Pick out every line in the records below that contains the word "cone", and copy each one in full.
══════
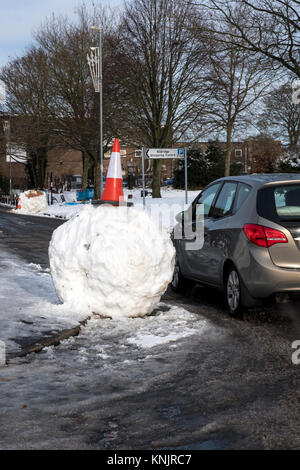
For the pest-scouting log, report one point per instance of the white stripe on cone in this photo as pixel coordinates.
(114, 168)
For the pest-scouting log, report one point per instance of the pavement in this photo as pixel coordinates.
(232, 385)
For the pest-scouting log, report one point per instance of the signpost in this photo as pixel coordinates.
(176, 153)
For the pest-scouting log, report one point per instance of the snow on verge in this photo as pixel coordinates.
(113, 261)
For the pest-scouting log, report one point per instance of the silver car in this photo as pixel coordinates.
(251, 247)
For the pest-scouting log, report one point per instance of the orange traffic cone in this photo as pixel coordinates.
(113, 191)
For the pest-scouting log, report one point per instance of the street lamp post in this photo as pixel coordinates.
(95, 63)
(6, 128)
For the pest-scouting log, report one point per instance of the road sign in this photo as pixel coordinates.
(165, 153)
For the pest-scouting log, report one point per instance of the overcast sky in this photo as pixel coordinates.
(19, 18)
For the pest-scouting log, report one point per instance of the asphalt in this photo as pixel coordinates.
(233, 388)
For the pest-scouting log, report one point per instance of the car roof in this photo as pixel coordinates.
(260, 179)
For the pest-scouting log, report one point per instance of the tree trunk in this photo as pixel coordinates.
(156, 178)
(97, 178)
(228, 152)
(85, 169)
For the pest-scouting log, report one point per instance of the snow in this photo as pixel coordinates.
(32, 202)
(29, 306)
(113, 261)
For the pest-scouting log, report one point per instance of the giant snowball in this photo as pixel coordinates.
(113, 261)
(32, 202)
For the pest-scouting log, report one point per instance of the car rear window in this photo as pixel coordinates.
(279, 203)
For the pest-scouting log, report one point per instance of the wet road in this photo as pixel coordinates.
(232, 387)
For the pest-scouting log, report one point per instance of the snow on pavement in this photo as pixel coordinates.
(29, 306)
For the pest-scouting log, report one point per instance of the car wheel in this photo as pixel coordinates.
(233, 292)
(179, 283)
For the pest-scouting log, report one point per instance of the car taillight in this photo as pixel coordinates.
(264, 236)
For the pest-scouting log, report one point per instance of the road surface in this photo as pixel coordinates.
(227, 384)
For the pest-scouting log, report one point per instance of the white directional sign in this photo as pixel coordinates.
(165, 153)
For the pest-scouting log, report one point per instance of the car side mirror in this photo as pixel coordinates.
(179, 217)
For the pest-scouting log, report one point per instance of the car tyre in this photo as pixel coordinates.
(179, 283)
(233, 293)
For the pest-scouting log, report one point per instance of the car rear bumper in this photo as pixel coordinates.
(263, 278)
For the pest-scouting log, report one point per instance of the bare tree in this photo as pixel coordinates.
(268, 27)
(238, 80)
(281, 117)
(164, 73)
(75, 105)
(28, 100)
══════
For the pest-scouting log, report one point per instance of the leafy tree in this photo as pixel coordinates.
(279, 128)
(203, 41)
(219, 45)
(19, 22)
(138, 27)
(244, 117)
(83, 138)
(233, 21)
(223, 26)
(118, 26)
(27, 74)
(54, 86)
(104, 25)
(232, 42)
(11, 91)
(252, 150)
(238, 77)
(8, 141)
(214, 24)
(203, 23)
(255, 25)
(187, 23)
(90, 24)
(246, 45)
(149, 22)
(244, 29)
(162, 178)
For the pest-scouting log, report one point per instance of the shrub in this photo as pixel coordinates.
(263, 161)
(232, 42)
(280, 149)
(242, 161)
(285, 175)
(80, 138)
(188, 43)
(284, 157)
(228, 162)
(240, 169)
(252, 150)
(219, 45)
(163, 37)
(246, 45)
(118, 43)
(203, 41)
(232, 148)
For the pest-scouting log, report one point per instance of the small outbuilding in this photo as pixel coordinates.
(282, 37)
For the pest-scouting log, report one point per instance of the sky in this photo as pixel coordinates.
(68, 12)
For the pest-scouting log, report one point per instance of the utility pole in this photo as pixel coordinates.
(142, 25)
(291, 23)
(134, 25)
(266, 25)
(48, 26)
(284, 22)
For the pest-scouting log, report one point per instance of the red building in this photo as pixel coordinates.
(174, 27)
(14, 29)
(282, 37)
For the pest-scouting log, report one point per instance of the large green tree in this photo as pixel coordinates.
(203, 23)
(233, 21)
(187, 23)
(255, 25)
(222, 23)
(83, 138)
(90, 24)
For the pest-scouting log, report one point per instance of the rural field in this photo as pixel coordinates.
══════
## [Final result]
For the pest-scouting log, report one point per instance of the white stripe on cone in this photo as pixel coordinates.
For the pest-scouting log, report one point per instance of the orange traffic cone in this photo as pixel coordinates.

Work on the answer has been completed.